• Source
::::::
Studio album by Hans-Joachim Roedelius
- Released: 1982
- Recorded: 1981–1982
- Genre: Kosmische musik, new age, electronic, ambient
- Length: 38:25
- Label: Schallter
- Producer: Hans-Joachim Roedelius

Hans-Joachim Roedelius chronology
| Flieg' Vogel Fliege (1982) | Wasser im Wind (1982) | Auf leisen Sohlen (1984) |

= Wasser im Wind =

Wasser im Wind (German for "Water in the Wind") is the tenth solo album by keyboardist Hans-Joachim Roedelius, best known for his work with Cluster, Harmonia, and Aquarello.

==Recording and release==

Wasser im Wind was recorded in 1981 at Roedelius' home studio and completed at Erpelstudio, Vienna, Austria in March, 1982. It was released by the Schallter label on vinyl in 1982. Wasser im Wind was the first Roedelius album released by a label other than Sky Records since his second solo album, Jardin Au Fou, in 1979. It was reissued on CD, 180-gram vinyl LP and digital download by the bureau b label on August 12, 2011.
::::::
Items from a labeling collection
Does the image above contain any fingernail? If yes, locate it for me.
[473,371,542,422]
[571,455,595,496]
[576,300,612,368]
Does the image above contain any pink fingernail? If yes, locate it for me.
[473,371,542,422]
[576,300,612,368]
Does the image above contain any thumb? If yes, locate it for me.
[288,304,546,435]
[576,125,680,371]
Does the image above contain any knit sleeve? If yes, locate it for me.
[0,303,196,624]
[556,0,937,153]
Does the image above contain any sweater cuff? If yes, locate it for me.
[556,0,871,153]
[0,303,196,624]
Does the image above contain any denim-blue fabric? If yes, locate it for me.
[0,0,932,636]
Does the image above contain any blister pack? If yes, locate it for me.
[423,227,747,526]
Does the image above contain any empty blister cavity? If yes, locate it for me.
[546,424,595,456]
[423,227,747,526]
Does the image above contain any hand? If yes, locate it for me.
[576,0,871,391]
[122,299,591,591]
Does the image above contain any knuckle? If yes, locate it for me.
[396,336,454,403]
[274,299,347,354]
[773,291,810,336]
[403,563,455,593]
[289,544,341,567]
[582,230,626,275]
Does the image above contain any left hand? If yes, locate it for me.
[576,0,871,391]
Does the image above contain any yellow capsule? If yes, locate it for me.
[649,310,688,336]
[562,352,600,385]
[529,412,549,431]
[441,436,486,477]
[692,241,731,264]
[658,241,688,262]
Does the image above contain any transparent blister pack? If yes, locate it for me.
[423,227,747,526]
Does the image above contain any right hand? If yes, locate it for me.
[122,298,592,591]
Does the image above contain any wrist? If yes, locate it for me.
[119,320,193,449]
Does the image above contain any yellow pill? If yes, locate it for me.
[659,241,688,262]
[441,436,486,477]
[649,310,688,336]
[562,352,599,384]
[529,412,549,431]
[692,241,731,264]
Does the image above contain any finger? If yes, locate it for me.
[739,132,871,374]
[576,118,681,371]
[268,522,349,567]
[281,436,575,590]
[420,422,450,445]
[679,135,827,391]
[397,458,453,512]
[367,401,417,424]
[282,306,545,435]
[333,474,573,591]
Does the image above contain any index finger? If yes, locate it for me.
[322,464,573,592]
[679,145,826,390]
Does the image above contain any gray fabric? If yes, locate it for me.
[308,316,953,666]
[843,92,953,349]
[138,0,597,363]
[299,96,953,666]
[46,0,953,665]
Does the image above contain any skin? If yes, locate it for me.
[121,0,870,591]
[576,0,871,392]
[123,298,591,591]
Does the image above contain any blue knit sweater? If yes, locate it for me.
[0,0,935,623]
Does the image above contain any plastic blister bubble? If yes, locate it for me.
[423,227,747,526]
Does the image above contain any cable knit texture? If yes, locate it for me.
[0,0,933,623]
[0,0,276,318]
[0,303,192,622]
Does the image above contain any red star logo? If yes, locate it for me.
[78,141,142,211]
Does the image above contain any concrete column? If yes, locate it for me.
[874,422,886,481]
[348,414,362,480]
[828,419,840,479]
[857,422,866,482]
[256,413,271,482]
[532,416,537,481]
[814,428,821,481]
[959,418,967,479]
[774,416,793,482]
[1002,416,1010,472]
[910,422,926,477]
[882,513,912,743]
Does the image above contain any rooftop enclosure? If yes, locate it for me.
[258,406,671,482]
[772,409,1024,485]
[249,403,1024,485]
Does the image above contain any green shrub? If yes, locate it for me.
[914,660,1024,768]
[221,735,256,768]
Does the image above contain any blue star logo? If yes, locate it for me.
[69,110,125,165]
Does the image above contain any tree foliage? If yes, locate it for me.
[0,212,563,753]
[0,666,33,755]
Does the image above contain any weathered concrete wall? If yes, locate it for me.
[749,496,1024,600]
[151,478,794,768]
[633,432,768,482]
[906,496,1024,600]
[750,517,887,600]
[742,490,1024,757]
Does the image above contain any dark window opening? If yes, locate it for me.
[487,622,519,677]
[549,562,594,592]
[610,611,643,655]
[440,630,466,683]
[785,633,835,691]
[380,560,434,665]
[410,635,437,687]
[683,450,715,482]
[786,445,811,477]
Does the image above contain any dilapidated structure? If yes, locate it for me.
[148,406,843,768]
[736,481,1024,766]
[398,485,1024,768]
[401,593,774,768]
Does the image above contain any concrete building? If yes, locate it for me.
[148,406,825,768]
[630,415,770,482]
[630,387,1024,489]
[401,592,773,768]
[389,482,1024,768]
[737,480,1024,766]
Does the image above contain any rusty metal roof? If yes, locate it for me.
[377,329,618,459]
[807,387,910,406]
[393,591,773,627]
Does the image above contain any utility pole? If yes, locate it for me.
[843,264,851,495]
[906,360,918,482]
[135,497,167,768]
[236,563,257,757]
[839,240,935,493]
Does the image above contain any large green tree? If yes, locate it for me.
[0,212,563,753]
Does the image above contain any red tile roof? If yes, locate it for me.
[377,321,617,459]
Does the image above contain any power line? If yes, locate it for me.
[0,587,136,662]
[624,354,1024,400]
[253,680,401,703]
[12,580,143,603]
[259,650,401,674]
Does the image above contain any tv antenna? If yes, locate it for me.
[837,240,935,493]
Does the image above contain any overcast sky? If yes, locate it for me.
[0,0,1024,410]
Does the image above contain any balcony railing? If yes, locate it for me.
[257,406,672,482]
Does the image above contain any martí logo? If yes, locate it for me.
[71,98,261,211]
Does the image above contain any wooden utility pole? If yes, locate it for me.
::::::
• The tasks
1. Switch "keyboardist" to "pianist" in the Wasser im Wind text, and give the part that opens with the words containing "Studio album by" and closes with "Harmonia, and Aquarello.".
2. Proceed with the text about the album Wasser im Wind from the point where it stops.

• Final results
1.
Studio album by Hans-Joachim Roedelius
- Released: 1982
- Recorded: 1981–1982
- Genre: Kosmische musik, new age, electronic, ambient
- Length: 38:25
- Label: Schallter
- Producer: Hans-Joachim Roedelius

Hans-Joachim Roedelius chronology
| Flieg' Vogel Fliege (1982) | Wasser im Wind (1982) | Auf leisen Sohlen (1984) |

= Wasser im Wind =

Wasser im Wind (German for "Water in the Wind") is the tenth solo album by pianist Hans-Joachim Roedelius, best known for his work with Cluster, Harmonia, and Aquarello.

2.
== Track listing ==
1. "Der Ruf aus der Ferne" - 5:16
2. "Am Stadtrand" - 5:13
3. "Zwei sind eins" - 3:26
4. "Auf des Tigers Spur" - 3:10
5. "Immergrün" - 2:52
6. "Wasser im Wind" - 5:20
7. "Kundmachung" - 2:45
8. "Heilsamer Brunnen" - 9:00
9. "Fenster Im Schnee" - 4:43

==Personnel==
- Hans-Joachim Roedelius - Composer, producer, synthesizer, percussion, piano, voice, sounds
- Alexander Czjzek - Saxophone, artwork, composer on "Am Stadtrand", "Immergrün" and "Wasser im Wind"
- Eric Spitzer-Marlyn - Guitar, bass guitar, engineer, composer on "Der Ruf aus der Ferne", "Auf des Tigers Spur" and "Heilsamer Brunnen"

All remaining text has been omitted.